■ **Records shown**:
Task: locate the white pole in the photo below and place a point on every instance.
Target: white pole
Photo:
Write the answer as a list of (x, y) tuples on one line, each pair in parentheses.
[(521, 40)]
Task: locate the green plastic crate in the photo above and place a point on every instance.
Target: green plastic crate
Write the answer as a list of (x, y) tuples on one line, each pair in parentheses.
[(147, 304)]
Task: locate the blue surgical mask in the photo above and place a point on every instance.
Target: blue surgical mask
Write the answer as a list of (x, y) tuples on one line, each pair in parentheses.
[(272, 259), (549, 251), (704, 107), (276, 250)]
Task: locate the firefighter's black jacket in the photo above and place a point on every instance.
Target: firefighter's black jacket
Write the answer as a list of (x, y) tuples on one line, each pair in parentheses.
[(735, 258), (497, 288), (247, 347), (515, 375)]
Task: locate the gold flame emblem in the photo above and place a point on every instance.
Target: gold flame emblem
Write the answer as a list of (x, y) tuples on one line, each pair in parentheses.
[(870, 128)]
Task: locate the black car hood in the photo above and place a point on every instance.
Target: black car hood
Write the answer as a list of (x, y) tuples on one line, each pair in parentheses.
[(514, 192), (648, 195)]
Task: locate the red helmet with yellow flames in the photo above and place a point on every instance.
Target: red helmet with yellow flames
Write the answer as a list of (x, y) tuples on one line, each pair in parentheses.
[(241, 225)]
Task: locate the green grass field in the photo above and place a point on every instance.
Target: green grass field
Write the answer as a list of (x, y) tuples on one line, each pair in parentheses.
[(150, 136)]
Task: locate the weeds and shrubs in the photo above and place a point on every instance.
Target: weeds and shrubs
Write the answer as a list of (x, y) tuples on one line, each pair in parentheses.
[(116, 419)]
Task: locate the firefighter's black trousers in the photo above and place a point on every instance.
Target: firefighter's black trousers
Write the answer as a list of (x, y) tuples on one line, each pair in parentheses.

■ **Prompt**: Could you update the lines above so that "place a point" becomes "put a marker" everywhere it appears, with nothing else changed?

■ **Exercise response**:
Task: locate the white pole in the photo below and put a marker on every instance.
Target: white pole
Photo:
Write the answer as a list of (x, y) tuples on one line, each pair in parentheses.
[(521, 40)]
Task: locate the green plastic crate in the photo above and put a marker on every instance.
Target: green plastic crate
Write the answer as a list of (x, y) tuples on one line, each pair in parentheses.
[(147, 304)]
Task: locate the blue surgical mask in the photo above and put a marker on every instance.
Target: blue surgical mask
Write the answer as a list of (x, y) tuples on one line, each pair in parentheses.
[(272, 259), (549, 251), (704, 107), (276, 250)]
Task: locate the firefighter's black jacket in the photo above and put a marker on every instance.
Target: firefighter's black jacket
Write the answer as a list of (x, y) tuples on one line, each pair in parentheses.
[(735, 258), (497, 288), (247, 347), (515, 375)]
Task: locate the gold flame emblem in the photo above and put a marker on every instance.
Target: gold flame emblem
Write the answer as a list of (x, y) tuples on one line, each pair in parentheses.
[(870, 128)]
Task: locate the black car hood in the photo above and put a marker on every instance.
Target: black car hood
Write the answer as a list of (x, y) tuples on one line, each pair in parentheses.
[(514, 192), (648, 195)]
Task: locate the red helmet with yellow flames in the photo above and put a marker on every instance.
Target: red helmet with yellow flames
Write the answer as a list of (x, y) tuples on one line, each pair in parentheses.
[(241, 225)]
Task: locate the green grass field in the photo above and put a marker on every instance.
Target: green grass field
Write the answer as a list of (x, y) tuples on one line, each pair in parentheses.
[(150, 136)]
Task: locate the weeds and shrubs in the photo above and put a marker on every instance.
Target: weeds and shrubs
Write the answer as a list of (x, y) tuples on one line, each pair in parentheses.
[(116, 419)]
Task: locate the firefighter's black trousers in the photo above and put a marker on every instance.
Target: firefighter's black trousers
Write the answer as a list of (x, y) tuples on one line, each pair in parentheses.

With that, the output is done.